++++ Extrait à lire ++++

La veille des vendanges est un moment d’attente et de calme. Un moment qui permet de réfléchir à voix haute et de partager ses pensés sur les millésimes passés et ceux à venir. Depuis six ans environ, nos vins semblent plus fins, plus subtils, sans pour autant perdre leur typicité et leur tenue. Un effet millésime ? Probablement. Un changement de style ? Nous ne le recherchons pas. Persuadé que les terroirs font nos vins, notre influence sur leur caractère reste modeste.
Mais les facteurs externes qui entourent nos vignes évoluent continuellement et pour certains, notamment le climat, cette évolution semble s’accélérer ces dernières années. Alors nous devons nous adapter. Aux vents plus forts et plus fréquents, à la sècheresse et aux précipitations plus aléatoires, à la somme des températures plus élevées sur l’année. Car si les conditions climatiques changent, la vigne change également : sa croissance et son comportement, la maturation et la maturité du fruit, et en conséquence, la composition et l’expression gustative des vins. À nous, aux vignerons, de suivre cette évolution naturelle et de construire de nouveaux équilibres gustatives.
Comment y parvenir ? En cueillant les fruits à maturité optimale, nous préservons d’avantage de fraicheur gustative et aromatique dans nos raisins. D’autres mesures prises à la cave visent à préserver la vivacité et la pureté du fruit : protection de la vendange et des moûts en fermentation contre l’oxydation, vinifications moins extractives à basse température et un élevage en foudre qui ne s’impose pas. En effet, nous privilégions l’expression du vin, le bois n’étant là que pour la soutenir et l’embellir. Mais avant tout, notre choix pour l’agriculture biologique il y a quelques années était un premier grand pas dans cette direction. Au-delà d’une production et des produits plus sains, il s’agit de pérenniser la culture et de préserver un terroir vivant. Je veux transmettre des sols et un environnement sain à mes enfants sur lesquels ils peuvent continuer à cultiver la vigne. Nous avons la chance à Gigondas d’avoir hérité des sols vivants de nos parents. Alors il faut continuer dans ce sens.
Pour le reste, il me semble difficile de prédire l’évolution de la viticulture dans notre région. La vigne est une plante avec un énorme pouvoir d’adaptation, mais peut-être qu’il nous faudra travailler sur les porte-greffes, sur l’encépagement… Nous verrons petit à petit. Alors je crois que nos vins ont évolué ses dernières années et ils continueront à évoluer les années à venir. Car la vigne, le vin, le climat, ce sont des facteurs naturels, vivants, en partie imprévisibles. Ce sont eux qui indiquent la direction à prendre. Nous, on suivra.

++++

* **Votre consigne**
Reproduisez à l'identique le passage du texte sur la vigne et le climat qui va de « Pour le reste, il » jusqu'à « Nous, on suivra. » inclus. Le matériel qui suit ne joue aucun rôle ici.

++++ Extraits du matériel ++++

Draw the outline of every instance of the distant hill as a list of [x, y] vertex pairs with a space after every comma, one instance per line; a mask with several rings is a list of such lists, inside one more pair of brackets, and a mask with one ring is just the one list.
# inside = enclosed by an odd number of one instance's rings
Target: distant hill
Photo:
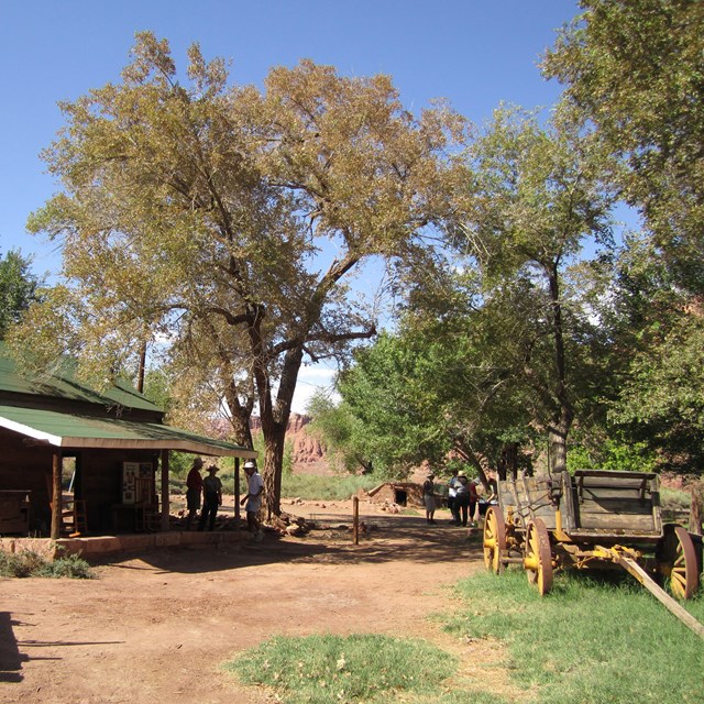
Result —
[[[286, 440], [293, 446], [294, 474], [332, 475], [324, 446], [308, 432], [310, 416], [292, 414], [286, 431]], [[252, 432], [261, 432], [258, 418], [252, 418]]]

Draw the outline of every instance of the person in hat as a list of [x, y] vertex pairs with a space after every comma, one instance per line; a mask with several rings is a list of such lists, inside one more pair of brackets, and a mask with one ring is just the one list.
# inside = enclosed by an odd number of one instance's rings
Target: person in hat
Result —
[[240, 504], [246, 502], [246, 525], [249, 531], [252, 534], [255, 540], [262, 540], [264, 534], [262, 532], [262, 525], [257, 517], [258, 510], [262, 507], [262, 493], [264, 492], [264, 480], [262, 475], [256, 471], [256, 464], [252, 460], [248, 460], [244, 463], [244, 473], [246, 474], [248, 493], [242, 497]]
[[202, 460], [196, 458], [194, 465], [186, 477], [186, 508], [188, 509], [188, 518], [186, 518], [186, 530], [190, 530], [196, 513], [200, 509], [200, 495], [202, 494]]
[[458, 473], [458, 490], [454, 497], [454, 506], [458, 516], [455, 526], [466, 526], [470, 513], [470, 480], [464, 472]]
[[426, 507], [426, 520], [428, 524], [435, 524], [436, 519], [436, 475], [428, 474], [426, 481], [422, 483], [422, 503]]
[[218, 507], [222, 504], [222, 482], [216, 476], [217, 472], [218, 465], [211, 464], [208, 468], [208, 476], [202, 481], [202, 513], [198, 530], [205, 530], [206, 524], [208, 524], [208, 530], [213, 530], [216, 527]]

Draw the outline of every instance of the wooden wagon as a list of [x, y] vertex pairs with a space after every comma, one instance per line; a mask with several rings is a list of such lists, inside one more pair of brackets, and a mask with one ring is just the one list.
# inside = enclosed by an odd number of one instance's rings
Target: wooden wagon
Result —
[[484, 522], [486, 566], [501, 573], [508, 564], [522, 565], [540, 594], [552, 587], [556, 570], [614, 565], [625, 568], [671, 610], [662, 586], [679, 600], [697, 590], [701, 564], [694, 543], [682, 526], [662, 522], [657, 474], [524, 476], [498, 482], [497, 495]]

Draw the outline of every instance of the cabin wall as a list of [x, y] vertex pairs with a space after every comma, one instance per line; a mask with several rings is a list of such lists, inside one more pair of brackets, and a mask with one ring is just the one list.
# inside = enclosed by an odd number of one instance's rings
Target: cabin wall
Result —
[[[56, 448], [0, 428], [0, 491], [26, 490], [30, 495], [30, 534], [47, 536], [51, 527], [50, 492], [53, 455]], [[76, 458], [76, 498], [86, 502], [88, 530], [109, 534], [116, 528], [129, 530], [129, 520], [120, 521], [122, 508], [122, 463], [151, 463], [157, 468], [154, 450], [72, 450], [64, 457]], [[127, 510], [129, 515], [129, 509]]]

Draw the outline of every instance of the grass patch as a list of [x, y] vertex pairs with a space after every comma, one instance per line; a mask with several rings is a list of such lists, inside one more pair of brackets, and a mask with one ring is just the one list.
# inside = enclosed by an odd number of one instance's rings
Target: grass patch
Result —
[[348, 501], [361, 488], [369, 491], [380, 483], [372, 476], [316, 476], [312, 474], [284, 474], [282, 496], [305, 501]]
[[89, 580], [94, 574], [90, 565], [77, 554], [46, 560], [31, 550], [23, 552], [0, 551], [0, 576], [47, 576]]
[[[704, 701], [704, 647], [644, 587], [561, 574], [540, 597], [521, 571], [482, 573], [458, 585], [464, 613], [446, 629], [499, 638], [516, 683], [539, 704], [684, 704]], [[704, 598], [685, 607], [704, 620]], [[491, 673], [487, 673], [491, 680]]]
[[244, 684], [272, 688], [285, 704], [372, 704], [399, 701], [399, 693], [403, 701], [417, 704], [469, 701], [438, 698], [458, 662], [422, 640], [378, 635], [276, 637], [223, 667]]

++++

* **Résultat de l'exercice**
Pour le reste, il me semble difficile de prédire l’évolution de la viticulture dans notre région. La vigne est une plante avec un énorme pouvoir d’adaptation, mais peut-être qu’il nous faudra travailler sur les porte-greffes, sur l’encépagement… Nous verrons petit à petit. Alors je crois que nos vins ont évolué ses dernières années et ils continueront à évoluer les années à venir. Car la vigne, le vin, le climat, ce sont des facteurs naturels, vivants, en partie imprévisibles. Ce sont eux qui indiquent la direction à prendre. Nous, on suivra.